- _Task to complete_
Transcribe every entry exactly, with nothing added or left out.

--- Material for this task Enclosed Below ---

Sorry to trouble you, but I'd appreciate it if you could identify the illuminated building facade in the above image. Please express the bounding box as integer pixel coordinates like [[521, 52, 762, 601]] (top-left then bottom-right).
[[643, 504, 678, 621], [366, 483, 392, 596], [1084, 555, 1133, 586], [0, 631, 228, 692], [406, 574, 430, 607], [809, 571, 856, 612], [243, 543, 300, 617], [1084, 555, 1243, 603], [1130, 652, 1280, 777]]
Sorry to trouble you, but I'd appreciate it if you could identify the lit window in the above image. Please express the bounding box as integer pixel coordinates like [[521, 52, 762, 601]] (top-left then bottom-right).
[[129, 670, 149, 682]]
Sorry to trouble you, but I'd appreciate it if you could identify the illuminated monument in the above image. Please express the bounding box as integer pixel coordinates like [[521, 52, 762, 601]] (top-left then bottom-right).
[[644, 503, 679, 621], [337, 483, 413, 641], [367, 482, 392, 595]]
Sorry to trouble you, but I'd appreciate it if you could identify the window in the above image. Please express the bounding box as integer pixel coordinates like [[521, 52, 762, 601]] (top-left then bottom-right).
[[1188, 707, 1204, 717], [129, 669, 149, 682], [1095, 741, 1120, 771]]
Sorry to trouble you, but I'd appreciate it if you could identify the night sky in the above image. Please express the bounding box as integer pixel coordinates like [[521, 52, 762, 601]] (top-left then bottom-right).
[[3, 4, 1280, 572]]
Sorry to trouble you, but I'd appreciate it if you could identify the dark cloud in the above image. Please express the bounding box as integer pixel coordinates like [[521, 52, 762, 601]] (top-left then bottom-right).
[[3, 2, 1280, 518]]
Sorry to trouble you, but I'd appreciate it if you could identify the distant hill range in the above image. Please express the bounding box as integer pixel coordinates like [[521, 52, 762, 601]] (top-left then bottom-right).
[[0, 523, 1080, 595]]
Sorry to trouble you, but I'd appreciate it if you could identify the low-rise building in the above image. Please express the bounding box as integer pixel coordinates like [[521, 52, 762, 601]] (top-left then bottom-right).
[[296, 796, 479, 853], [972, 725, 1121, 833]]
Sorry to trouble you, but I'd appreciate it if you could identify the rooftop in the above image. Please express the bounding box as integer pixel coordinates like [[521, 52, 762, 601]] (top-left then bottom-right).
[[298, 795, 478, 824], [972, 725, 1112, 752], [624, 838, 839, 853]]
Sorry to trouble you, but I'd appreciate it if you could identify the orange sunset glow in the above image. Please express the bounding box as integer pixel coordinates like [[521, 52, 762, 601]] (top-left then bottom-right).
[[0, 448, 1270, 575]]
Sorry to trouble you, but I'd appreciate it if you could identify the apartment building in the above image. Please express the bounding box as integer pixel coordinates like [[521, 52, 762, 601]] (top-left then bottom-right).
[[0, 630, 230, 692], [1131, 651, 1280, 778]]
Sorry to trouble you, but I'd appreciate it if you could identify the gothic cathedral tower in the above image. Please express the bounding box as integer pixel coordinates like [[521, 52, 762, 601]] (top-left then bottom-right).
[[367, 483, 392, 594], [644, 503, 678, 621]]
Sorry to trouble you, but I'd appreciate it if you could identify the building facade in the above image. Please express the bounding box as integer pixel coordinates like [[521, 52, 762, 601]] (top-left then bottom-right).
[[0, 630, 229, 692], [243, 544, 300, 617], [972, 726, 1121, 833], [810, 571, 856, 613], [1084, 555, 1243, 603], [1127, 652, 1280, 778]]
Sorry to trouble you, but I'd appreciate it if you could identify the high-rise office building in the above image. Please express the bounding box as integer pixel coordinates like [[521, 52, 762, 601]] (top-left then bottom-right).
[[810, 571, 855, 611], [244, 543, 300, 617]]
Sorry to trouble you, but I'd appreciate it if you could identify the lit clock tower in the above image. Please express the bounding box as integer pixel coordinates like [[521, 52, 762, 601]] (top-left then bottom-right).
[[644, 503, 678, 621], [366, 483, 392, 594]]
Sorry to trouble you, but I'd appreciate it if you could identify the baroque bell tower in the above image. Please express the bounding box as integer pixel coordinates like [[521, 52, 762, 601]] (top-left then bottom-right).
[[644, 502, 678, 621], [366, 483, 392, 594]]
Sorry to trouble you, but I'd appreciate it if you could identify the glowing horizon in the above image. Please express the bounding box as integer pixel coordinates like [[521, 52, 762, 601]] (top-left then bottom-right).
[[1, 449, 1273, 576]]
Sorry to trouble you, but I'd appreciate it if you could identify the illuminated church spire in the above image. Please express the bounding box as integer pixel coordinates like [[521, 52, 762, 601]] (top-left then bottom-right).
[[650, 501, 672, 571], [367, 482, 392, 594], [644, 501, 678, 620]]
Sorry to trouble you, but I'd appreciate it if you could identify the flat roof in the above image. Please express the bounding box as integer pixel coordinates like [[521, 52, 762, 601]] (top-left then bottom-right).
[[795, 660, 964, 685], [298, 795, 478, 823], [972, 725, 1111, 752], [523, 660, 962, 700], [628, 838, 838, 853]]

--- End of Enclosed Material for this task ---

- _Answer box_
Sorry to trouble you, but I'd appreciate it if you could identify the illuminated building facade in the above image. Please express the bounding box as integer pixel coordinates like [[521, 52, 762, 601]] (top-left then bottom-right).
[[643, 504, 678, 621], [366, 483, 392, 596], [1084, 555, 1133, 586], [0, 631, 228, 692], [406, 574, 430, 607], [809, 571, 856, 612], [243, 543, 300, 617], [1084, 555, 1243, 603], [1130, 652, 1280, 777]]
Sorry to trouble you, but I'd appreciate it if you could identify the lit window in the above image. Please express the bounding box as integer pixel coordinates like [[521, 52, 762, 601]] (top-left then bottom-right).
[[129, 670, 149, 682]]
Sorry to trouble you, but I'd appreciate it if you could identify the illuminated monument in the above image. Please express the bounding box as integer pixel coordinates like [[521, 52, 762, 601]] (top-left then bottom-right).
[[644, 503, 679, 621], [337, 483, 413, 641], [367, 482, 392, 595]]
Sorry to trouble you, but I'd appreciate it if you could identify the window in the above image. Please express the bounding box as integer pixel coordinates like [[521, 52, 762, 601]] (top-left then bottom-right).
[[1188, 707, 1204, 717], [129, 669, 149, 682], [1095, 741, 1120, 771]]
Sorry to trouble you, but I'd appreciate it if you could identify the night sky in the above image. Please express the bounding box as integer pixel coordinates like [[521, 52, 762, 601]] (top-left then bottom-right).
[[3, 4, 1280, 572]]
Sorry to trouble you, but I'd appreciate it if you could identify the dark cloud in the above image. Please express the bounding box as integer pixel coordinates like [[521, 52, 762, 601]] (top-left then bottom-right).
[[3, 2, 1280, 518]]
Sorry to trouble you, but I'd appreciate it if you could identify the distant hill range in the above image. Please express the bounding box as integer pixel coordinates like [[521, 52, 762, 601]] (top-left then bottom-right).
[[0, 523, 1080, 595]]
Sorry to trouble you, but I'd appreciate it if you could identify the low-rise building in the above image. Please express the bounding box as integer pixel coordinates like [[521, 52, 762, 601]] (top-left then bottom-right).
[[296, 796, 479, 853], [972, 725, 1121, 833]]
Sorry to trouble you, but I'd appreciate it if you could identify the rooftop in the above image. Please express the bounding box as integer pixel coordinates like [[521, 52, 762, 601]] (top-left then bottom-right).
[[298, 795, 478, 824], [972, 725, 1112, 752], [624, 838, 839, 853]]
Sorry to trouble you, but I'd appreciate it if you could identify the orange sunset glow in the above image. Please express the bounding box as integer pixel coordinates like [[521, 52, 762, 601]] (top-left then bottom-right).
[[0, 448, 1270, 575]]
Sorry to trouble you, but I'd appreciate it if you could identify the apartment building in the above image. Please express the bounding box as integer pixel coordinates like [[521, 52, 762, 601]] (top-left then bottom-right).
[[0, 630, 230, 692], [1131, 651, 1280, 778]]
Sorry to trouble you, but I'd appreciate it if you could identify the gothic cathedral tower in the above image. Please express the bounding box as integer pixel coordinates like [[521, 52, 762, 601]] (top-left then bottom-right).
[[367, 483, 392, 594], [644, 503, 678, 621]]
Sorry to trouble you, but I'd appreciate it if you could identify the building facade in the above image. Please express the bounding box as integer pixel coordinates like [[521, 52, 762, 601]] (top-left then bottom-right).
[[0, 630, 229, 692], [243, 544, 300, 617], [972, 726, 1121, 833], [810, 571, 856, 613], [1084, 555, 1243, 603], [1127, 652, 1280, 778]]
Sorry to trouble you, but I'd appreciate it if you could identify the high-rise office building in the above image. Please express the bounding box as integer pixel coordinates like [[521, 52, 762, 601]] (top-left then bottom-right).
[[810, 571, 855, 611], [244, 543, 300, 617]]
Sorry to trouble you, but I'd appreciate it if you could identify the lit clock tower in the above image. Please express the bounding box as integer pixel coordinates like [[521, 52, 762, 601]] (top-left then bottom-right).
[[644, 503, 678, 621], [366, 483, 392, 594]]
Sorry to trouble you, but I'd appreciate it if you could identify the baroque bell tower in the above image. Please express the bounding box as integer pixel coordinates like [[521, 52, 762, 601]] (top-left then bottom-right).
[[644, 502, 678, 621], [366, 483, 392, 594]]
Sorry to trouble you, but I'd appreciate it if you could identify the glowing horizon in the above image. Please express the bounding box as integer pixel coordinates like [[521, 52, 762, 601]] (top-left then bottom-right).
[[1, 449, 1273, 576]]
Sorry to trouble you, but I'd appreciate it if you could identify the illuminated church spire in the above image. Please express the bounding box as integer pixel coordinates like [[521, 52, 762, 601]] (top-left then bottom-right).
[[650, 501, 672, 571], [367, 482, 392, 594], [644, 501, 678, 620]]
Sorry to trouble you, but I'd appreciate it if you could identify the flat roof in the above image. Please express the bounding box as integer pixel coordinates like [[521, 52, 762, 601]] (top-left then bottom-right).
[[795, 660, 964, 685], [298, 795, 478, 823], [972, 725, 1111, 752], [523, 660, 962, 700], [628, 838, 838, 853]]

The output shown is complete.